Region pointing data
━━━━━━

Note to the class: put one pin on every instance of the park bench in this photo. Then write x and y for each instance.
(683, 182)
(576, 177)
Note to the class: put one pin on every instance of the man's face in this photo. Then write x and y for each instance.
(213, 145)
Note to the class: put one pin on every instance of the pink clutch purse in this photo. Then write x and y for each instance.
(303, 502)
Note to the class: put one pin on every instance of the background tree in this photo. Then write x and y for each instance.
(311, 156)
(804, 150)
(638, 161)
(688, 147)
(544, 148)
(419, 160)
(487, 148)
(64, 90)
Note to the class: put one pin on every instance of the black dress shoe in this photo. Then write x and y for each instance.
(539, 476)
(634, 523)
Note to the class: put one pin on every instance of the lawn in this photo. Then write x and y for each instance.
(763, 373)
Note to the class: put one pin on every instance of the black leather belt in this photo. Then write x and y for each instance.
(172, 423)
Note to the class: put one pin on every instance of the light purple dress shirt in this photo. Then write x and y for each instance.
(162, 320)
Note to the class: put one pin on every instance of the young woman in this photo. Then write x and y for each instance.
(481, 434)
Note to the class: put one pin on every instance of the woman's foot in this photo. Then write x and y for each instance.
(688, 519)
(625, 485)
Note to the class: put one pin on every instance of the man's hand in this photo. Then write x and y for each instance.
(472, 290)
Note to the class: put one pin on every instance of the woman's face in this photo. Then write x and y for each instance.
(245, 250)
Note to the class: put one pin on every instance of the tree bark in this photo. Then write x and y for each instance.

━━━━━━

## Instructions to follow
Copy out each line of the records character for character.

## Solution to this exercise
Note to the class: put one pin on every instance of the park bench in this photo. Then write x and y for each instance.
(683, 182)
(576, 177)
Note to the class: put one pin on every instance of the man's face in this photo. Then write x and y for each instance.
(213, 145)
Note to the class: put one pin on every instance of the pink clutch purse in this photo. Then write x and y for each instance.
(303, 502)
Note to the class: put one pin on every instance of the background tree in this photo. Then write x and y for each instance.
(311, 156)
(804, 150)
(638, 161)
(688, 147)
(544, 148)
(419, 160)
(487, 148)
(64, 90)
Note to the class: put one pin on every instance of the black dress shoe in this photo. Then write x and y for each instance.
(539, 476)
(634, 523)
Note to the class: put one pin on every instance of the lawn in this photo. Then write x and y for each instance.
(763, 373)
Note to the class: put one pin on every instance of the black leather belt in this photo. Then write x and y for each instance.
(172, 423)
Note to the class: put one pin on every instance of the light purple dress shirt in this photo. Then write x and y for each instance.
(162, 320)
Note to the class: put one pin on every instance of the young woman in this photo. Then write x and y for each instance.
(481, 434)
Note to the class: put one pin on every instance of the woman's foot in this photo. Then write x and y for each instance.
(688, 519)
(625, 485)
Note to the class: put one pin on every instance of the man's hand in this photo. Then write x and y for each instance.
(472, 290)
Note to the class: put one pin on every instance of the woman's face in this photo. Then write x and y for each instance.
(245, 250)
Note to the class: put one pin on every instance of the tree bark in this photo. Then write x and y for each instance.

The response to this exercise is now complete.